Text segment:
>> start
To reach our goal, which is to determine if the reaction of two given reactive is spontaneous or not at 0K, the problem was devided in multiple steps:
1. First, a drawing interface was created to enable the users to draw their reactants.
2. Then, the reactants were analyzed to determine what possible product they could yield using reaction templates. 
3. Finally, the energy of all molecules both reactants and product were calculated and compaired to conclude on the spontaneous character of the reaction at 0K.

All this steps can be summaryze with this chart : 

Molecule ( Smiles “CCOC…”) → Convert into 3D (xyz) → Calculate energy → Compare energies

## 1. Creating a drawing interface

First, a drawing interface inspired by the materials provided in lecture 12 was created using streamlit and ketcher. The interface was designed for the user to draw the two reagents,enableling them to see their drawing as well as the corresponding smiles, 3D visualization and energy of the molecules. Also, after chosen the type of wanted reaction, the product was generated using a reaction template. To apply the same feature display functions as for the reactants, several format conversions were required, which made this step particularly challenging. Finally, we made sure that the reaction total energy was shown, and that if the reaction was favourable, we could see it.
>> end
Material provided:
>> start
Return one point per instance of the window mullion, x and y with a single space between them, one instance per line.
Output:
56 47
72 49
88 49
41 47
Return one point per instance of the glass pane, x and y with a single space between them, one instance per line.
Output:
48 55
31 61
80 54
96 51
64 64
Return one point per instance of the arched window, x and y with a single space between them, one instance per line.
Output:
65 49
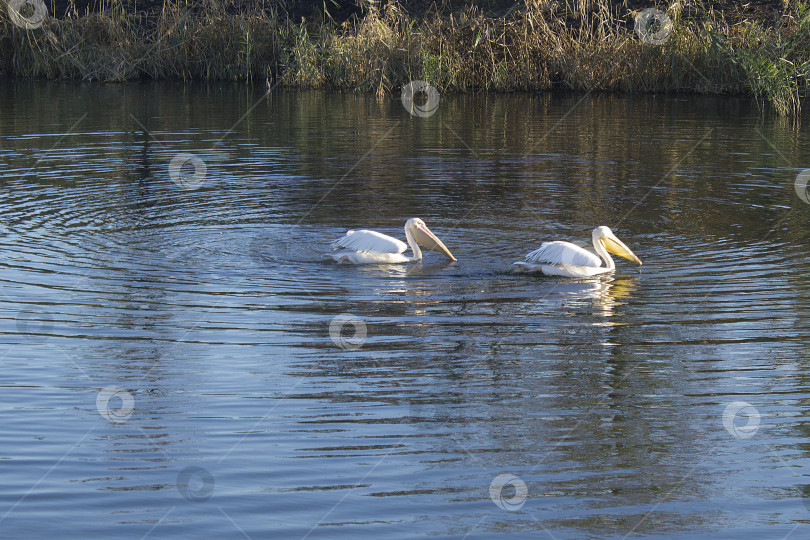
>> end
Exercise requirements:
[1] Return each line of the records that contains the word "instance".
[2] Continue the write-up on predicting whether a reaction is spontaneous at 0K from the point where it stops.

Exercise results:
[1]
Return one point per instance of the window mullion, x and y with a single space between them, one instance per line.
Return one point per instance of the glass pane, x and y with a single space between them, one instance per line.
Return one point per instance of the arched window, x and y with a single space between them, one instance per line.

[2]
One of the main functions of this part was therefore to get the three functionalities of the drawn reagents. 'draw_and_process' indeed makes the link between the interface and the created functions : 
1. the user draws a molecule using the interface ketcher
2. the SMILES is displayed
3. the 3D molecular structure is generated using 'generate_3D' which is function that takes the SMILES and creates a 3D molblock
4. the 3D structure is visualized using visualize_3D
5. the molecular energy is calculated using the function'calculate_enrgy_with_rdkit'


The following code take the example of if the user has drawn the molecule CCO. Because keycher automatically converts the drawing into smiles such a function was not created. Therefore, in the example, the smiles of the molecule is directly given. 







In [None]:
from src.ThermoPred.reaction_utils import generate_3D, calculate_energy_with_rdkit
from rdkit import Chem
from rdkit.Chem import Draw

# Exemple of a smile as if the user had drawn
smiles = "CCO"  

# Molecule drawn by the user
mol = Chem.MolFromSmiles(smiles)
if mol:
    display(Draw.MolToImage(mol, size=(100, 100)))


print("SMILES generated from the interface : ", smiles)

# Structure 3D
molblock = generate_3D(smiles)
if molblock:
    print("Structure 3D:")
    print(molblock[:300], "...") 

# Energy calculated
energy, elements, coords = calculate_energy_with_rdkit(smiles)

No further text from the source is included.